**DIRECTIVE 1**
In the text on Jack Lynch's entry into the Dáil, how did he and Máirín decide that he would hand in his nomination form for the 1948 election?

**TEXT SECTION**
☆ ☆ ☆
Dáil deputy and parliamentary secretary
Jack Lynch's resignation from the civil service in 1945 made him eligible for dáil membership, and Fianna Fáil first approached him to run in the Cork by-election of 1946. He declined because Pa McGrath, a friend and lifelong member of Fianna Fáil, was seeking the nomination, and his first political engagement was a speech he made in praise of McGrath's personal virtues. He had no further political involvement until the 1948 election campaign, when he was again approached by Fianna Fáil and also by Clann na Poblachta – not, as was often said subsequently, by Fine Gael, although Stephen Barrett (qv), the Cork Fine Gael deputy, was one of the few he consulted who concurred on advising him to choose Fianna Fáil: ‘it's the old horse for the long road’ (Nowlan interview – Kevin B. Nowlan (qv) was a colleague of Lynch at the bar, whom he also consulted). Lynch was beginning to make his mark at the bar and was apprehensive about the uncertainties of politics, but Máirín ‘tried to persuade him to do what he really wanted. In the end we tossed a coin (in Cash's doorway in Cork) which landed in favour of Jack's handing in his nomination form just one hour before closing time!’ (Máirín Lynch to the author, 13 August 1997). The still hesitant Lynch chose to go to a law dinner rather than to the election convention, to which he went, ‘clad in dinner jacket’, only after he had been nominated and before he had yet ‘formally joined Fianna Fáil’. Members of Glen Rovers were his power base: they printed special polling cards and canvassed for him personally to the exclusion of the other party candidates. Lynch, ever the team player, protested and ‘went so far as to impound the personal canvass cards but they got another supply’. He duly topped the Fianna Fáil poll, which he did not do again until the 1957 election (Lynch, 37–8). ‘That he was a barrister was irrelevant. That he was electable was the key point ... Jack, according to himself, deliberately set out as someone from the other side of the tracks, to infiltrate the social and sporting haunts of the merchant princes and impress them with his undoubted charm’ (Dunlop, 21).
☆ ☆ ☆
**EXERCISE DATA**
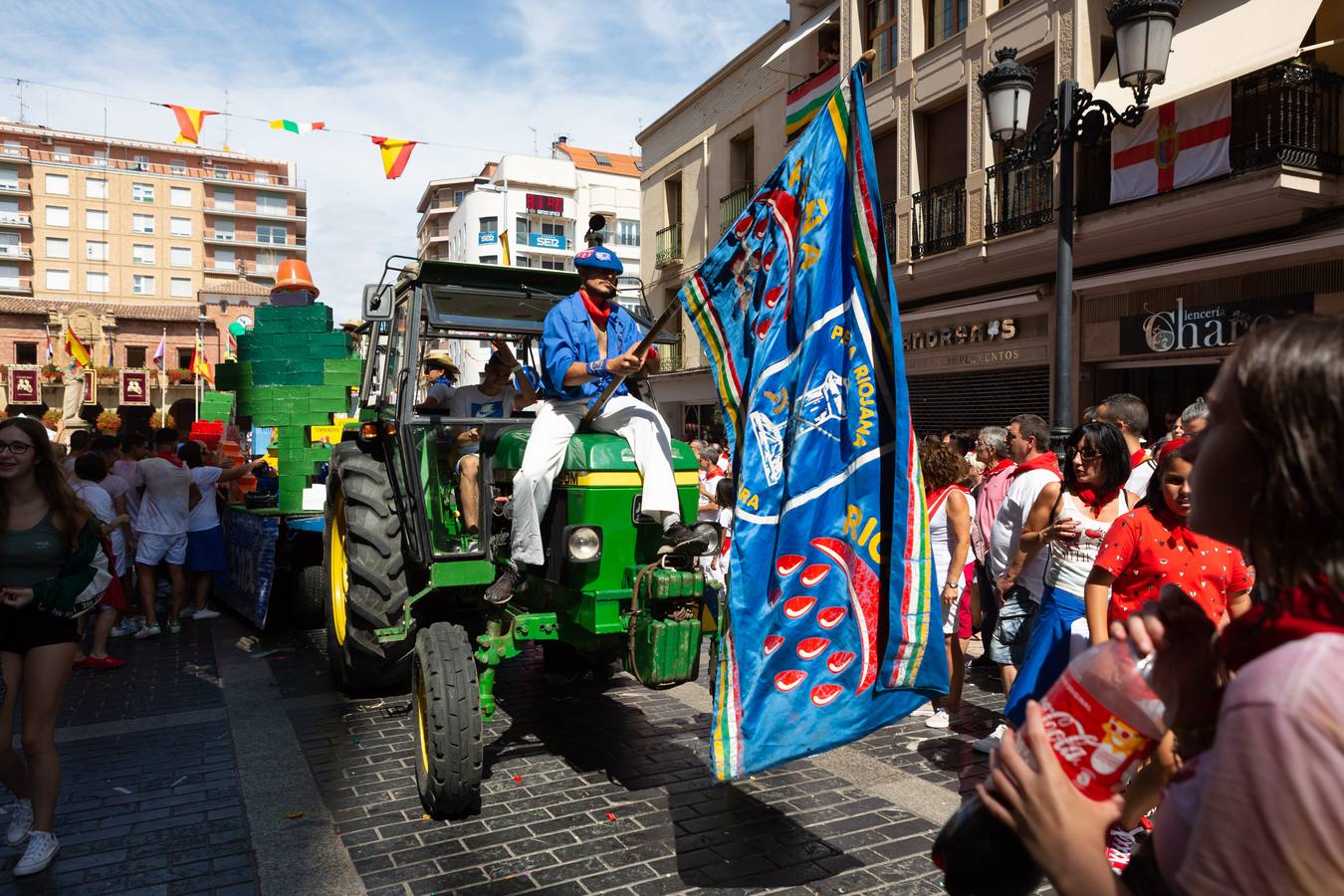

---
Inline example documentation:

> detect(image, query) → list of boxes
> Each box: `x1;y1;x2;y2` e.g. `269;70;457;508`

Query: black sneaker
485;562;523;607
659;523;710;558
☆ ☆ ☆
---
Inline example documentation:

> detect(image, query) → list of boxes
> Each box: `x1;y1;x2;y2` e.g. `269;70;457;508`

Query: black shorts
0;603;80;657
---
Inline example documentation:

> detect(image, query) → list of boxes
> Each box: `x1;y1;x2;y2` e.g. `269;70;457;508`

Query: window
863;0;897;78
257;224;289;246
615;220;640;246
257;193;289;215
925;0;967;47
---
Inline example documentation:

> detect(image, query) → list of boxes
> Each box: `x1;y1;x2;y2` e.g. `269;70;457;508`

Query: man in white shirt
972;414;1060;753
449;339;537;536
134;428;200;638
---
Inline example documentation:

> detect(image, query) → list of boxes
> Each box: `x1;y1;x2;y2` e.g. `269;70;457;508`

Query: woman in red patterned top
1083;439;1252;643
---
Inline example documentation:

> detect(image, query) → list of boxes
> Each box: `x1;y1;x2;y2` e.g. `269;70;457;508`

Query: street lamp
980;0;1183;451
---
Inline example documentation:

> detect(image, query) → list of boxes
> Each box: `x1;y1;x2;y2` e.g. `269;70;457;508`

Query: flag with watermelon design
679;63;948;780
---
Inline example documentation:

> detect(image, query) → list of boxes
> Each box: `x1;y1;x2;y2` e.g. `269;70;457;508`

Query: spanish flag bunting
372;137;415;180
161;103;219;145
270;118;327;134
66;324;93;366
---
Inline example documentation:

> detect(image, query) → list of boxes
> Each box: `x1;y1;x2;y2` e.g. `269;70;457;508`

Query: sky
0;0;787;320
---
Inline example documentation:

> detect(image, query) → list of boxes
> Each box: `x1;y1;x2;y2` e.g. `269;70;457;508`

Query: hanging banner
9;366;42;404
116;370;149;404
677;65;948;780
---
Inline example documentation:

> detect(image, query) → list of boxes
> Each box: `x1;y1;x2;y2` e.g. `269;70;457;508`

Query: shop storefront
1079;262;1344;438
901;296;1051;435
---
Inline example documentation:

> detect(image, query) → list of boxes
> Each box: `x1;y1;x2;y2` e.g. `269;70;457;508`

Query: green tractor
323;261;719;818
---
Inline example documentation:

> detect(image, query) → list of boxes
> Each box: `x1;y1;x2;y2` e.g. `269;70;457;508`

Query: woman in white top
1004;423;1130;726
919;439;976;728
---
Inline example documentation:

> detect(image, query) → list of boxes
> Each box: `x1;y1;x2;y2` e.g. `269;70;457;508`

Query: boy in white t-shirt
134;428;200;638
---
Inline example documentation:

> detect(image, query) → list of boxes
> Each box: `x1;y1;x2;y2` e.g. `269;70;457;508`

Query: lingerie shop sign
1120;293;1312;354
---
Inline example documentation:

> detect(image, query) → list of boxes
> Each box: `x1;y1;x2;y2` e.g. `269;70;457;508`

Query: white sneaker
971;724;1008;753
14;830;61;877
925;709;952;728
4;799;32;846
☆ ☆ ☆
**DIRECTIVE 2**
Pull out every line of the listing that contains the word "black".

**RIGHT ANSWER 1**
They tossed a coin in Cash's doorway in Cork.

**RIGHT ANSWER 2**
Query: black sneaker
Query: black shorts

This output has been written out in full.